■ **Information shown**:
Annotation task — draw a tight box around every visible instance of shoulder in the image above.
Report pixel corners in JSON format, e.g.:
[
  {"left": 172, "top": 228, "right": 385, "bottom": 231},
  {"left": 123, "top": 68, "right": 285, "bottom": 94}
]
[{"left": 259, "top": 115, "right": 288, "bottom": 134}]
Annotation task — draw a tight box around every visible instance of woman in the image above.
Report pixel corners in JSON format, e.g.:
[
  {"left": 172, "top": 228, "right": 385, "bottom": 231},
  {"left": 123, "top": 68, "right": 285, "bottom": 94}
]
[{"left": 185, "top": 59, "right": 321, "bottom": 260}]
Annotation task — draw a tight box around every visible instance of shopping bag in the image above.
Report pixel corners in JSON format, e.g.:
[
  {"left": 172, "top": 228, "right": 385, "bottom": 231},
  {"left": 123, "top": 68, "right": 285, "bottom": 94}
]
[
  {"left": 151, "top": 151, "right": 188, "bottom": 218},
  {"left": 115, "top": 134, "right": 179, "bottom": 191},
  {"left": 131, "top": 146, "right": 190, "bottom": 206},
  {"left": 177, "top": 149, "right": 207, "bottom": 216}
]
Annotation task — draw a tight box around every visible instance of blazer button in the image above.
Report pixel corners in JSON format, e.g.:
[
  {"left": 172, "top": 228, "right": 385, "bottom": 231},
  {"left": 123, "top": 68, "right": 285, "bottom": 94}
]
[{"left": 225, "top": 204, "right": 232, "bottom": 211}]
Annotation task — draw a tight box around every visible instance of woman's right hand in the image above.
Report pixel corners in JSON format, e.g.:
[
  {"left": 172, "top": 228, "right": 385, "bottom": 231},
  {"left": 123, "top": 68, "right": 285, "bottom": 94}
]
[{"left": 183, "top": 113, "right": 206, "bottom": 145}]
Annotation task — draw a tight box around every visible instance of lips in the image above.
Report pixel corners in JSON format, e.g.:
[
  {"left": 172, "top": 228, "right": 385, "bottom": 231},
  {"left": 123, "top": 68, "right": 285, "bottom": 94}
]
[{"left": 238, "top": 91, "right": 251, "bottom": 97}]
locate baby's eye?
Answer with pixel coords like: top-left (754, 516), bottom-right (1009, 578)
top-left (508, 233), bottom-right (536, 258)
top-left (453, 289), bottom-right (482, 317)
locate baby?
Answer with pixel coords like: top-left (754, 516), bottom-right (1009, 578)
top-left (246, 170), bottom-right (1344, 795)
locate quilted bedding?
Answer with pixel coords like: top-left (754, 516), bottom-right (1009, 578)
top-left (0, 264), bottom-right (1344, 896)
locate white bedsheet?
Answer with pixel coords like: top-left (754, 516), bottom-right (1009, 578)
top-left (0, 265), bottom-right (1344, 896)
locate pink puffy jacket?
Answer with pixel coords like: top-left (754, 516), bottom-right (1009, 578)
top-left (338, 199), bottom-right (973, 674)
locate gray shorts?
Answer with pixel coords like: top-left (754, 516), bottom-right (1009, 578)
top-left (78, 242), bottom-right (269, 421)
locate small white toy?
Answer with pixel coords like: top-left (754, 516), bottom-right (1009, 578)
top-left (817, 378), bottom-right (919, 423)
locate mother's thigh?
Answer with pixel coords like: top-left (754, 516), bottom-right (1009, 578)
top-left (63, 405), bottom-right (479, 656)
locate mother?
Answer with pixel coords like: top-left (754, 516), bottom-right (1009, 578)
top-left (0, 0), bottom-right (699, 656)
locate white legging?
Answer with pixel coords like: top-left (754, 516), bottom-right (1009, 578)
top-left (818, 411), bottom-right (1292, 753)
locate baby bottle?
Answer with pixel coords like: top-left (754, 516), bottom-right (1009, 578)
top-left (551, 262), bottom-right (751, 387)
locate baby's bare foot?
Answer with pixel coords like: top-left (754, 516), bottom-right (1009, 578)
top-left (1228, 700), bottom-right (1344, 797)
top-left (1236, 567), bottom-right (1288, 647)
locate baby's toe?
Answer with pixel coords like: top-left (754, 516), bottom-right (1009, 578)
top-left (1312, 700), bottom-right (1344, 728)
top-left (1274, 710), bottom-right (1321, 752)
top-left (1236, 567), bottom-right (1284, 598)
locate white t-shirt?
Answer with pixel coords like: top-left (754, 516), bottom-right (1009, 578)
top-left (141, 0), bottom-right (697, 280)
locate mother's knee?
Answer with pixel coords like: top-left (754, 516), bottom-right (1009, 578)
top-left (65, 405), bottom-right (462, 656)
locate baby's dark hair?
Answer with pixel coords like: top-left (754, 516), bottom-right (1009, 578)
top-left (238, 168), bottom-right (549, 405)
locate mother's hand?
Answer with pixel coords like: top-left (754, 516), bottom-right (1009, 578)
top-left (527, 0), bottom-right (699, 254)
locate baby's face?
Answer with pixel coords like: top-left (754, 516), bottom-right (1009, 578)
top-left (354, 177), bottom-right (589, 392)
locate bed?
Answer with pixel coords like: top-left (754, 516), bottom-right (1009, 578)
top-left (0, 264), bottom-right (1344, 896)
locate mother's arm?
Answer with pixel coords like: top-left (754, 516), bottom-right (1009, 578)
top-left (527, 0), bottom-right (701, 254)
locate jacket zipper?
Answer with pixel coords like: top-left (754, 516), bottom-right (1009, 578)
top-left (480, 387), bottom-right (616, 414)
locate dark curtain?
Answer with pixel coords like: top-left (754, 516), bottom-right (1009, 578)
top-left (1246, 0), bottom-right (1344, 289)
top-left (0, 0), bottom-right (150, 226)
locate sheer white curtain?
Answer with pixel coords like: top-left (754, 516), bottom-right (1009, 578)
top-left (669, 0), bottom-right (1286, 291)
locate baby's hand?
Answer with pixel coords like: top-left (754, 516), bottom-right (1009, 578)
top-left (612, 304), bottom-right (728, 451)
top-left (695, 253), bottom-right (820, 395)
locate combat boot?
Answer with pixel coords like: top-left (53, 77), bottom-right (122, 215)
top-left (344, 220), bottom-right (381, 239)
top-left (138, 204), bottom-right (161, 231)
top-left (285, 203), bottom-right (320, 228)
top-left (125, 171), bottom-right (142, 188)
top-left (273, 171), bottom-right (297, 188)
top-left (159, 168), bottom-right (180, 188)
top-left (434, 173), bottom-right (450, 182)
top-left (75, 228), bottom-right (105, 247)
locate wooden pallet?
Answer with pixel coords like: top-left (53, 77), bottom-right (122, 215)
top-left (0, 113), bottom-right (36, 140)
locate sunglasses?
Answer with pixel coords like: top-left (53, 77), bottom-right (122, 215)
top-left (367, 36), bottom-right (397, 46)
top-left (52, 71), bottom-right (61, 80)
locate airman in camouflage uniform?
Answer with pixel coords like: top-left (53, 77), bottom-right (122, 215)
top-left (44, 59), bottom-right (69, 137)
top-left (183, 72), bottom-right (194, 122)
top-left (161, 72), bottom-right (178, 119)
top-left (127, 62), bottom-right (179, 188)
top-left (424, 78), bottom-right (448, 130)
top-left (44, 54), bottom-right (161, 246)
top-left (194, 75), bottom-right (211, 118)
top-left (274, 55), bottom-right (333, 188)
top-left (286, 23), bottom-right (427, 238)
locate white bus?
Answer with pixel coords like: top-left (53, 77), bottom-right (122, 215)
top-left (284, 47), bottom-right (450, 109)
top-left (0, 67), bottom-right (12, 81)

■ **Objective**: Pick out every line of the data above that contains the string "image", treating uppercase and lowercase as distinct.

■ **Answer in full**:
Annotation task — draw a tight box around every visible instance of shoulder in the image above.
Annotation task — draw a tight box around every visible instance of woman in the image above.
Annotation task — draw a tight box around every visible instance of shopping bag in the image above.
Annotation task — draw a tight box around every visible instance of blazer button in the image above.
Annotation task — draw a tight box around every visible instance of woman's right hand in the image above.
Annotation task — draw a tight box around every visible instance of lips in the image above.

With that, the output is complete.